WORK REQUIRED>
The required answer is the data below, restated word for word with images omitted.
☆ ☆ ☆ ☆ ☆ ☆ ☆
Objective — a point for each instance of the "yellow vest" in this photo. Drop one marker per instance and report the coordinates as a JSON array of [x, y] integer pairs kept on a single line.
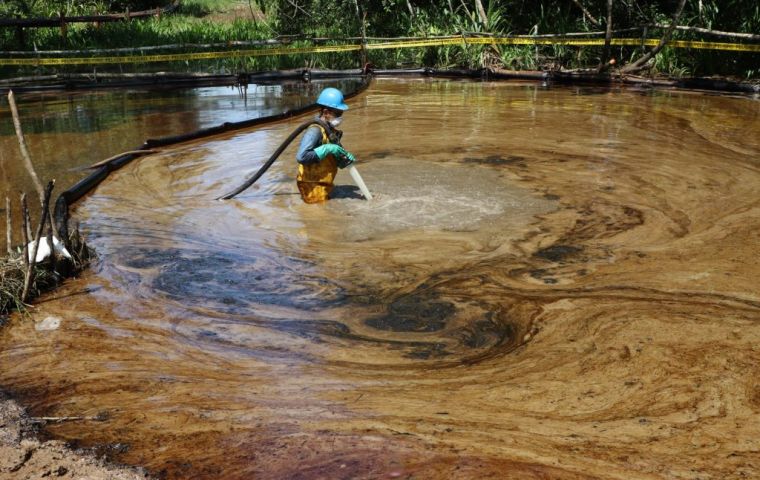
[[315, 180]]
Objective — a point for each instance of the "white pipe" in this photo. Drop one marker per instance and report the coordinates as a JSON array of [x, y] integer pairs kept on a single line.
[[359, 182]]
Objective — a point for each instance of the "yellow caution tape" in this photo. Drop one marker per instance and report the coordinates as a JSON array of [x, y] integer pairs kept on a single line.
[[435, 42]]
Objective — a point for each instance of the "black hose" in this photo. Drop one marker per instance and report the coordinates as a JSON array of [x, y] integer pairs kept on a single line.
[[251, 180]]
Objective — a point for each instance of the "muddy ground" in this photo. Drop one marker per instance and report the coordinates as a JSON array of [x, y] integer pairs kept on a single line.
[[23, 455]]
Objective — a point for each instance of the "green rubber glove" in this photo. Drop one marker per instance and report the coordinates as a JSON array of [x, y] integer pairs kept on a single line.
[[330, 149], [345, 160]]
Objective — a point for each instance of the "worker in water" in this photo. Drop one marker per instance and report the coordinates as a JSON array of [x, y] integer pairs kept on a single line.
[[321, 154]]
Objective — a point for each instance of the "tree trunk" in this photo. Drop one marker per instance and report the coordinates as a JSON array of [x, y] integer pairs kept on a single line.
[[638, 64], [603, 63], [481, 13], [587, 14]]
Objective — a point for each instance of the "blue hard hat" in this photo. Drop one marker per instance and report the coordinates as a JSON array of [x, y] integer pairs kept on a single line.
[[332, 98]]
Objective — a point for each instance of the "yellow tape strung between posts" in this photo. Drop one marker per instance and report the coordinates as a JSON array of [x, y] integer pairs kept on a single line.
[[436, 42]]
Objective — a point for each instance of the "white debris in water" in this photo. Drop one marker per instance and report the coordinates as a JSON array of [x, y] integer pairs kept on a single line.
[[43, 251], [48, 323]]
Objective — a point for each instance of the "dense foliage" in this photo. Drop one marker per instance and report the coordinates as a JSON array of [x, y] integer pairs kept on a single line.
[[397, 18]]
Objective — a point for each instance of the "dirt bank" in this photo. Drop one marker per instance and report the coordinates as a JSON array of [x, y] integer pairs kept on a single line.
[[24, 456]]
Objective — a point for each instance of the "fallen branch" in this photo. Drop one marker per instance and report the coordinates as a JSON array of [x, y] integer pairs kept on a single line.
☆ ☆ ☆ ☆ ☆ ☆ ☆
SOLUTION BELOW>
Objective — a point for each instance of the "yellow vest" in this photo. Drop one marker per instance and report the coordinates as a JSON array of [x, y] integer pairs kept on a single line.
[[315, 180]]
Objective — a point for each instance of the "white pipe" in this photo. Drop one marker per instance and report the coordinates as a JSON array of [x, y] integer pairs kept on a single line.
[[359, 182]]
Objective — a point for each instance of the "yellow caution tape" in this photo. Drop one marker per instance and report the coordinates as a JSON array of [x, y] integer pairs kept on a single line.
[[435, 42]]
Objective — a point for each instance of the "black hose" in this photo. Drop one marker per instance and report the coordinates as a JSON array of [x, y] integer pairs kept on a single line.
[[251, 180]]
Objective — a point for each instance of the "muddy ground" in this photo. Drop one marker per instance and report the coordinates as a JSON array of [x, y] integer pairs kept on a single line.
[[23, 455]]
Objective — a point for each instance of the "green rubber glove" in this photo. Drop one marker per instance and report the coordinates as a JSON array of [x, y] integer pairs kept on a single line.
[[330, 149], [345, 160]]
Objective — a point for each instance of the "worker in water" in this photo. Drop one marker per instance and report the coordinates as a JSON array of [x, y] integer pairs kept on a single line.
[[321, 154]]
Objective — a point for each instance of the "tree trunk" in this photo. Drop one marker per instance and report the coordinates as a JSON array of [x, y] integer pairs kept on a single line.
[[638, 64], [603, 63], [481, 13], [587, 14]]
Objective — a point for each instance of the "blue hard hat" in this photo. Drop one marker per instance and report the coordinates as a JSON array of [x, y] integer pairs kept on a single line.
[[332, 98]]
Objective — a point for each instance of the "yellow tape strung between posts" in this photo. Drop one marker per instance and report the coordinates as a JSON array of [x, y] integer pairs kept on a single line.
[[436, 42]]
Objective — a point for each instance of the "white debris in water" in this photo. Drop one marker per instance and report the coordinates as a JSON array of [x, y] integer pairs kept on a single line.
[[43, 251], [48, 323]]
Objective — a point for each instance of the "dense foliage" in this photo. Drop one marker per instance and report the coordinates as a JSON array of [x, y] integer pairs kept on a single line.
[[397, 18]]
Objective — a point for each instance of the "dirt bank" in this photo. Drop one marker per instance and report the coordinates as a JSON array of [x, y] integer pairs kept on a single line.
[[24, 456]]
Objective — a point for each instance of the "fallen branch" in this photo. Drop one marker per instance and report the coordinates as a JSON array of [x, y] integer pairs kept on a single line.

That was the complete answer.